### The problem
The answer must consist of every line from the data that holds the string "rock".

[Exercise inputs Boundary: Start]

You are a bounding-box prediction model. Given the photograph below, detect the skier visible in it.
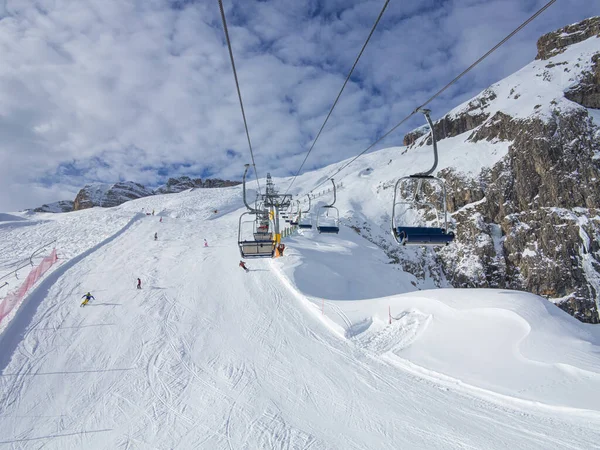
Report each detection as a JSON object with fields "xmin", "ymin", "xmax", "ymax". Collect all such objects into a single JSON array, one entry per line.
[
  {"xmin": 159, "ymin": 217, "xmax": 163, "ymax": 223},
  {"xmin": 204, "ymin": 239, "xmax": 208, "ymax": 247},
  {"xmin": 277, "ymin": 243, "xmax": 285, "ymax": 256},
  {"xmin": 154, "ymin": 232, "xmax": 158, "ymax": 241},
  {"xmin": 239, "ymin": 260, "xmax": 249, "ymax": 273},
  {"xmin": 80, "ymin": 292, "xmax": 95, "ymax": 307},
  {"xmin": 137, "ymin": 278, "xmax": 142, "ymax": 289}
]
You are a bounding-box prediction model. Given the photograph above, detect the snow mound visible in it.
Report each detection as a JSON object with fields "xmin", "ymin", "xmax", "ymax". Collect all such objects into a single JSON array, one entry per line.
[{"xmin": 350, "ymin": 310, "xmax": 431, "ymax": 355}]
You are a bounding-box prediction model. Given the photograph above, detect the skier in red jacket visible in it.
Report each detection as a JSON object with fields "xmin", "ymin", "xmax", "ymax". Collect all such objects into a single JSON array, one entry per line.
[{"xmin": 239, "ymin": 261, "xmax": 249, "ymax": 272}]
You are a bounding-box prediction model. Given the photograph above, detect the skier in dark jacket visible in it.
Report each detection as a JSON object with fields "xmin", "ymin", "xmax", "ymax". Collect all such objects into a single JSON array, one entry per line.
[
  {"xmin": 137, "ymin": 278, "xmax": 142, "ymax": 289},
  {"xmin": 154, "ymin": 232, "xmax": 158, "ymax": 241},
  {"xmin": 81, "ymin": 292, "xmax": 95, "ymax": 307}
]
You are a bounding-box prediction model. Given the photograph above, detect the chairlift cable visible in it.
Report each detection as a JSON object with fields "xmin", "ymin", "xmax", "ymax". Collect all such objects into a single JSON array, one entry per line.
[
  {"xmin": 283, "ymin": 0, "xmax": 391, "ymax": 196},
  {"xmin": 218, "ymin": 0, "xmax": 262, "ymax": 193},
  {"xmin": 306, "ymin": 0, "xmax": 556, "ymax": 195}
]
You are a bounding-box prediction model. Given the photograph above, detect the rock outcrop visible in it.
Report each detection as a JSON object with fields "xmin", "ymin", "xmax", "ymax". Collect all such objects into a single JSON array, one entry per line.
[
  {"xmin": 70, "ymin": 177, "xmax": 242, "ymax": 211},
  {"xmin": 73, "ymin": 182, "xmax": 154, "ymax": 211},
  {"xmin": 438, "ymin": 110, "xmax": 600, "ymax": 323},
  {"xmin": 565, "ymin": 53, "xmax": 600, "ymax": 108},
  {"xmin": 535, "ymin": 16, "xmax": 600, "ymax": 60},
  {"xmin": 33, "ymin": 200, "xmax": 74, "ymax": 213},
  {"xmin": 155, "ymin": 176, "xmax": 240, "ymax": 194}
]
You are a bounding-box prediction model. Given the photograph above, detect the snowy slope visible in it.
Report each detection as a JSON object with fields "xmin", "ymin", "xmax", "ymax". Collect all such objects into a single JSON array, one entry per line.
[
  {"xmin": 446, "ymin": 34, "xmax": 600, "ymax": 121},
  {"xmin": 1, "ymin": 26, "xmax": 599, "ymax": 449},
  {"xmin": 1, "ymin": 182, "xmax": 599, "ymax": 449}
]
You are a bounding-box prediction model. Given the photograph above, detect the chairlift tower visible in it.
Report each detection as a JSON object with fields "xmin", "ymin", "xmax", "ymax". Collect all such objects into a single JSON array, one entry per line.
[
  {"xmin": 241, "ymin": 167, "xmax": 292, "ymax": 246},
  {"xmin": 260, "ymin": 173, "xmax": 292, "ymax": 244}
]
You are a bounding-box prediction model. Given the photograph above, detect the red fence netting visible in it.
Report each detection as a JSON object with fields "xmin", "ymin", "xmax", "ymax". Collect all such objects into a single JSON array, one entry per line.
[{"xmin": 0, "ymin": 249, "xmax": 58, "ymax": 325}]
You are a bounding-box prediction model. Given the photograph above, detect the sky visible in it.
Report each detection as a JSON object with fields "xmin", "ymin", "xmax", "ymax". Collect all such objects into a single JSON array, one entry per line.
[{"xmin": 0, "ymin": 0, "xmax": 597, "ymax": 212}]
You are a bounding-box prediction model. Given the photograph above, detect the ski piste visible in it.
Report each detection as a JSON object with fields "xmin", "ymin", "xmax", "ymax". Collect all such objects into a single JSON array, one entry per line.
[{"xmin": 0, "ymin": 167, "xmax": 599, "ymax": 449}]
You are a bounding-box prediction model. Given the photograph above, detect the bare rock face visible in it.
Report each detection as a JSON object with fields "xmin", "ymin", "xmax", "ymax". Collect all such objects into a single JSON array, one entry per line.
[
  {"xmin": 33, "ymin": 200, "xmax": 74, "ymax": 213},
  {"xmin": 73, "ymin": 182, "xmax": 154, "ymax": 211},
  {"xmin": 155, "ymin": 176, "xmax": 203, "ymax": 194},
  {"xmin": 536, "ymin": 16, "xmax": 600, "ymax": 60},
  {"xmin": 565, "ymin": 53, "xmax": 600, "ymax": 108},
  {"xmin": 71, "ymin": 177, "xmax": 243, "ymax": 211},
  {"xmin": 403, "ymin": 125, "xmax": 428, "ymax": 146},
  {"xmin": 438, "ymin": 109, "xmax": 600, "ymax": 323},
  {"xmin": 404, "ymin": 89, "xmax": 497, "ymax": 148},
  {"xmin": 196, "ymin": 178, "xmax": 240, "ymax": 188},
  {"xmin": 155, "ymin": 176, "xmax": 241, "ymax": 194},
  {"xmin": 397, "ymin": 17, "xmax": 600, "ymax": 323},
  {"xmin": 437, "ymin": 168, "xmax": 485, "ymax": 213},
  {"xmin": 502, "ymin": 208, "xmax": 600, "ymax": 323}
]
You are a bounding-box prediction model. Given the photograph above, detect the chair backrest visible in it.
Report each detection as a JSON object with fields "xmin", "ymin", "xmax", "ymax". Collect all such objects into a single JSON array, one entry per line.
[
  {"xmin": 317, "ymin": 225, "xmax": 339, "ymax": 234},
  {"xmin": 394, "ymin": 226, "xmax": 454, "ymax": 245},
  {"xmin": 253, "ymin": 232, "xmax": 273, "ymax": 241},
  {"xmin": 240, "ymin": 241, "xmax": 275, "ymax": 257}
]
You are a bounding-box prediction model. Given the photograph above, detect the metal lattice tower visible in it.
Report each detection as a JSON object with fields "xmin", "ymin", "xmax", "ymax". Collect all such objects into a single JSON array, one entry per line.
[
  {"xmin": 263, "ymin": 173, "xmax": 292, "ymax": 209},
  {"xmin": 241, "ymin": 166, "xmax": 292, "ymax": 245}
]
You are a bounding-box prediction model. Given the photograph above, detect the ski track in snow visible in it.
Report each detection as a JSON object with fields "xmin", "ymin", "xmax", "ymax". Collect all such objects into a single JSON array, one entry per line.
[{"xmin": 0, "ymin": 187, "xmax": 599, "ymax": 449}]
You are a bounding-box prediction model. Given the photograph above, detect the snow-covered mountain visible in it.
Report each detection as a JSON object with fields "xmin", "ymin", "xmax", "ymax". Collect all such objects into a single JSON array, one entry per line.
[
  {"xmin": 331, "ymin": 16, "xmax": 600, "ymax": 323},
  {"xmin": 34, "ymin": 177, "xmax": 243, "ymax": 212},
  {"xmin": 73, "ymin": 181, "xmax": 154, "ymax": 210},
  {"xmin": 1, "ymin": 180, "xmax": 600, "ymax": 448},
  {"xmin": 155, "ymin": 176, "xmax": 241, "ymax": 194},
  {"xmin": 32, "ymin": 200, "xmax": 75, "ymax": 213},
  {"xmin": 0, "ymin": 17, "xmax": 599, "ymax": 449},
  {"xmin": 420, "ymin": 17, "xmax": 600, "ymax": 322}
]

[Exercise inputs Boundary: End]

### Written response
You are a bounding-box prediction model. Given the photograph above, detect the rock outcrop visible in it.
You are a bounding-box prediction model. Given the photograph above, detect the bare rock face visible in it.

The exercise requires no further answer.